▸ **Required task**: Transcribe, word for word, the line containing "Where can you see the white shirt" and each line following it through the end of the listing below. Omit all other lines.

▸ **Records supplied**:
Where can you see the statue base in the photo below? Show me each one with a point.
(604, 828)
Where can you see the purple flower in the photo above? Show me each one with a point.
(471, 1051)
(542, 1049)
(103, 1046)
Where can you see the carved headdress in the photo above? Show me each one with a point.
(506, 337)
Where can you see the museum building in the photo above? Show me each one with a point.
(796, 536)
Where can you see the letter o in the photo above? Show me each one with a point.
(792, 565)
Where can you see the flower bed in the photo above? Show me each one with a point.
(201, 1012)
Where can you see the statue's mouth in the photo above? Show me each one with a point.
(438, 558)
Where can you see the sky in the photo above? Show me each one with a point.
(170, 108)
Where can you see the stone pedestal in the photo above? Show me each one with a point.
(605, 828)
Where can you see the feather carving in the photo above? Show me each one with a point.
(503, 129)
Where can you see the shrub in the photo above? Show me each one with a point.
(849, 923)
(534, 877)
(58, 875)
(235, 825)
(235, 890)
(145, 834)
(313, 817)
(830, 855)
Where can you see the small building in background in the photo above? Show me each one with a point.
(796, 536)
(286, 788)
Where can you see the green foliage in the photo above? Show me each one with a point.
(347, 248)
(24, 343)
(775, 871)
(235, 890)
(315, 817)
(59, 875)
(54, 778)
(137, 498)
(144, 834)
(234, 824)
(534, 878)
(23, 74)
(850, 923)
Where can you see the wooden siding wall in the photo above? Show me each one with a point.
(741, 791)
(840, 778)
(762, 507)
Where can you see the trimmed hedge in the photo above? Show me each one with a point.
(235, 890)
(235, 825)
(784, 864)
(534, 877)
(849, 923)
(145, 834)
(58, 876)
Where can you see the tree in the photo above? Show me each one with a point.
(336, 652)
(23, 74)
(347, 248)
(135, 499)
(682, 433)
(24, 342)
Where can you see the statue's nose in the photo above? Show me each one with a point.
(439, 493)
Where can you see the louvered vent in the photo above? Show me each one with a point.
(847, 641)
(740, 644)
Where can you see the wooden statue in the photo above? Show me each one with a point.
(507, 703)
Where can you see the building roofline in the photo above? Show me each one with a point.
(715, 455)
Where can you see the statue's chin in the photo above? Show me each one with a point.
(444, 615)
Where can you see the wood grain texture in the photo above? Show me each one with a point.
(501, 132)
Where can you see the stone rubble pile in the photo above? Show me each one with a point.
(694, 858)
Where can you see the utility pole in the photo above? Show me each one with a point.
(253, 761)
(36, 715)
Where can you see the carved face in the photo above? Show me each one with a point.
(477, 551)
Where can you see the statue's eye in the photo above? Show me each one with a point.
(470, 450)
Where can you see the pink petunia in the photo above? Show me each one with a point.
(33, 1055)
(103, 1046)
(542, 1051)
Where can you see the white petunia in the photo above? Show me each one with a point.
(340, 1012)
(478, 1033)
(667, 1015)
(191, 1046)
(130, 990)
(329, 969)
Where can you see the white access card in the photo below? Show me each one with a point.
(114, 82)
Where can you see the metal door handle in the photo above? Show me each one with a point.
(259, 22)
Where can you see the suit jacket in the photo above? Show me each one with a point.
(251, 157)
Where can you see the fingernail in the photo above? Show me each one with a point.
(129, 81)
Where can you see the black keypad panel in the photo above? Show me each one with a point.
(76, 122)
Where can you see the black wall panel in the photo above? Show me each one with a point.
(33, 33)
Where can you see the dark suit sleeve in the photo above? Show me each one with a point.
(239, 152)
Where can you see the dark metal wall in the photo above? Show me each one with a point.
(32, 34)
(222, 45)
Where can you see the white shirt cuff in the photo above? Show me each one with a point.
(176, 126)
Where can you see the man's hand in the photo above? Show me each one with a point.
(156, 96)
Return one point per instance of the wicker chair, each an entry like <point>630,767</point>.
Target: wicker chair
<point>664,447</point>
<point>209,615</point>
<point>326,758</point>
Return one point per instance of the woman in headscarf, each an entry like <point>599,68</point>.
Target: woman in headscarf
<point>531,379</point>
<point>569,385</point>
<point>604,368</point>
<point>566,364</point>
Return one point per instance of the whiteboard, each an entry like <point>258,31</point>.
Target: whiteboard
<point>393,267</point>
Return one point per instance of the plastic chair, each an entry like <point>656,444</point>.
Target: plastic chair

▸ **Written answer**:
Where can you see the white shirt cuff in the photo above? Show me each one with a point.
(176, 126)
Where can you see the man's hand in the photo above? Show me each one with a point.
(156, 96)
Return one point per instance of the wicker chair, each an entry like <point>630,767</point>.
Target: wicker chair
<point>664,447</point>
<point>209,615</point>
<point>326,758</point>
Return one point per instance of the woman in headscarf, each an entry like <point>599,68</point>.
Target: woman in headscarf
<point>531,379</point>
<point>569,385</point>
<point>604,368</point>
<point>566,364</point>
Return one point per instance of the whiteboard, each an entry like <point>258,31</point>.
Target: whiteboard
<point>393,267</point>
Return one point per instance of the plastic chair, each an entry like <point>656,444</point>.
Target: plastic chair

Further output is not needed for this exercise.